Fact-checking Mark Meadows's misleading statements on mask efficacy in stopping the spread of coronavirus
As the US continues to combat the coronavirus, wearing a mask has become a politicized issue. A day after Robert Redfield, director of the Centers for Disease Control and Prevention, suggested masks might be even more important than a vaccine in the fight against the virus, White House chief of staff Mark Meadows argued that masks don't actually make a difference in stopping the spread of the virus.Posted — Updated
"I will gladly wear my mask each and every day if that's what makes the difference -- and it doesn't --and I think that even a Dr. Redfield, Dr. Fauci or anybody else would suggest that it is a mitigating effort, but it is not something that is designed to, to actually make sure that we don't have the coronavirus spread," Meadows told reporters.
As scientists have learned more about how easily this new coronavirus can spread in public just by talking or breathing, top US public health officials, including Redfield, have advocated for the use of masks in public setting. And studies and research have backed up those stances.
Per the latest estimates from the University of Washington's Institute for Health Metrics and Evaluation (IHME), universal mask usage would save 135,000 lives by January 1.
On July 14, Redfield said, "If we all wore face coverings for the next four, six, eight, 12 weeks, across the nation, this virus transmission would stop."
Among non-healthcare workers, a study published in the July-August edition of the journal Travel Medicine and Infectious Disease found that wearing masks reduced "the risk of virus infection by 56% in non-household settings."
In July, after the CDC announced that science shows face masks work to protect both the wearer and others from coronavirus, Redfield said, "face coverings are not a symbol, but they're actually a very important preventive intervention that can really block this virus." And even as early as March, Dr. Anthony Fauci, the director of the National Institute of Allergy and Infectious Diseases, said that "if, in fact, a person who may or may not be infected wants to prevent infecting somebody else, the best way to do that is with a mask."

━━━━━━━━━━━━━━━━━━━━

#### [CHECK YOUR UNDERSTANDING]
1) Quote the mask fact-check word for word, starting with "Fact-checking Mark Meadows's" and going on through "Meadows told reporters.".
2) Answer the following from the mask fact-check:
(a) Who is named as director of the Centers for Disease Control and Prevention?
(b) How many lives would universal mask usage save by January 1, per the IHME estimates?
(c) By what percentage did wearing masks reduce the risk of virus infection in non-household settings, according to the study in Travel Medicine and Infectious Disease?
3) Carry on the mask fact-check from the end of its final sentence.

#### [Items from a dataset]
━━━━━━━━━━━━━━━━━━━━

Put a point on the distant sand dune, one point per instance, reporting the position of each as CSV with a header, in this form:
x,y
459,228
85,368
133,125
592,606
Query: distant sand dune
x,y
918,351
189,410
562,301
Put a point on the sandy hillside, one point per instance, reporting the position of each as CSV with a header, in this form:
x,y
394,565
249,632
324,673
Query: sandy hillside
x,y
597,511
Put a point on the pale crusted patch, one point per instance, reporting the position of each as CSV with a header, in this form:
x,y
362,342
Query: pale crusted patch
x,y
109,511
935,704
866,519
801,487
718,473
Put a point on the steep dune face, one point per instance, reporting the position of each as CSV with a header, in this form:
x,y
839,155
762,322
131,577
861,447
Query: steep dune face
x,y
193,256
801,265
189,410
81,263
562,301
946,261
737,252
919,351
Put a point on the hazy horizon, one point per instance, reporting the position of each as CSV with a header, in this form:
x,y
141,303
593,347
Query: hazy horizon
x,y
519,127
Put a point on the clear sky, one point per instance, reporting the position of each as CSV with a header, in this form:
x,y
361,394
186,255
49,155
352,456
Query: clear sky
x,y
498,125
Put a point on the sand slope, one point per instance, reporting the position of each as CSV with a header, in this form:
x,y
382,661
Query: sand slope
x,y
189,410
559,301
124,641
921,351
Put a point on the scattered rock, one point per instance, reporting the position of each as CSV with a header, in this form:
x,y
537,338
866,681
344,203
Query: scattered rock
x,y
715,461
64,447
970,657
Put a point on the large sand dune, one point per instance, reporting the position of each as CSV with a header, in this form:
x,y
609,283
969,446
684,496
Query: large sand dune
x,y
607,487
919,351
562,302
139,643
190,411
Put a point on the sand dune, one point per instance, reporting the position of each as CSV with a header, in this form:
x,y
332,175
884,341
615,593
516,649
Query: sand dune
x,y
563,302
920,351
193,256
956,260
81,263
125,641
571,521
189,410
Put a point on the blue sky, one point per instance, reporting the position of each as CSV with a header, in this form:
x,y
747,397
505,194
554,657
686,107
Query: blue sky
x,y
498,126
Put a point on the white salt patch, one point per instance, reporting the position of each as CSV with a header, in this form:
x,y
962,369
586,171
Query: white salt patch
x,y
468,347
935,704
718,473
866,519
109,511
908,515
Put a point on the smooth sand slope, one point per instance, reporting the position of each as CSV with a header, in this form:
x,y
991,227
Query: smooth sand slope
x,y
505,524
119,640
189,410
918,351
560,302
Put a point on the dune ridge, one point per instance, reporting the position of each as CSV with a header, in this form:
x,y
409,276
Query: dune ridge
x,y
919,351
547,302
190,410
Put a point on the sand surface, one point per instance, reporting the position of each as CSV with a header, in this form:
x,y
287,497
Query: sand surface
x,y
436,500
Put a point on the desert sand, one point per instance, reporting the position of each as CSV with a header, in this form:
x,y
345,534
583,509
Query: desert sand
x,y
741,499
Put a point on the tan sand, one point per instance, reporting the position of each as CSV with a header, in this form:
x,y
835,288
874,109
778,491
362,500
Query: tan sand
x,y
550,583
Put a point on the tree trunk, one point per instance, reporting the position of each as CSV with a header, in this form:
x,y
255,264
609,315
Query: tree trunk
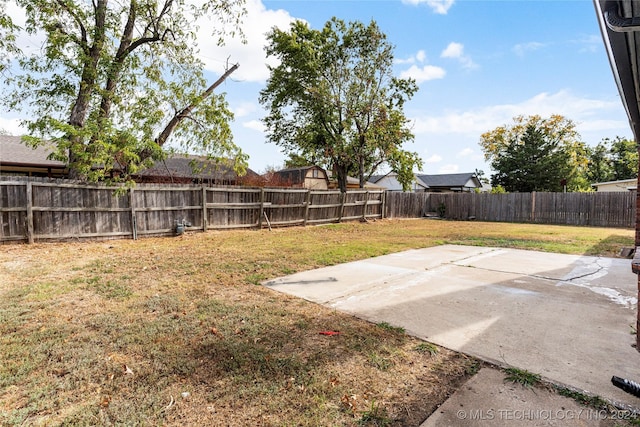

━━━━━━━━━━━━━━━━━━━━

#### [ANSWERS PER TASK]
1)
Fact-checking Mark Meadows's misleading statements on mask efficacy in stopping the spread of coronavirus
As the US continues to combat the coronavirus, wearing a mask has become a politicized issue. A day after Robert Redfield, director of the Centers for Disease Control and Prevention, suggested masks might be even more important than a vaccine in the fight against the virus, White House chief of staff Mark Meadows argued that masks don't actually make a difference in stopping the spread of the virus.Posted — Updated
"I will gladly wear my mask each and every day if that's what makes the difference -- and it doesn't --and I think that even a Dr. Redfield, Dr. Fauci or anybody else would suggest that it is a mitigating effort, but it is not something that is designed to, to actually make sure that we don't have the coronavirus spread," Meadows told reporters.

2)
(a) Robert Redfield
(b) 135,000
(c) 56%

3)
Since April, the CDC has recommended even non-healthcare professionals wear face coverings in public, especially when distancing protocols are difficult to maintain. "However, face covering is not needed all the time," the CDC advised in July. "It is probably safe for individuals and safe for others to drive alone or to walk or jog alone on an uncrowded route without a face covering."
According to the CDC, even home-made cloth masks are helpful as they catch particles that carry the virus, but they are not equivalent to medical-grade masks and shouldn't be recommended for health care workers. A study from Brigham Young University published in July, found that cloth masks also stop "90% or more of the dispersal of droplets carrying the virus," supporting Fauci's March claims.
Despite these statistics, President Donald Trump has pushed back against the idea of a nationwide federal mask mandate, pointing to outdated comments from Fauci and US Surgeon General Jerome Adams in February and March where they cautioned against the public wearing masks at that time in order to preserve the limited supplies of medical-grade masks for health care professionals at higher risk of exposure.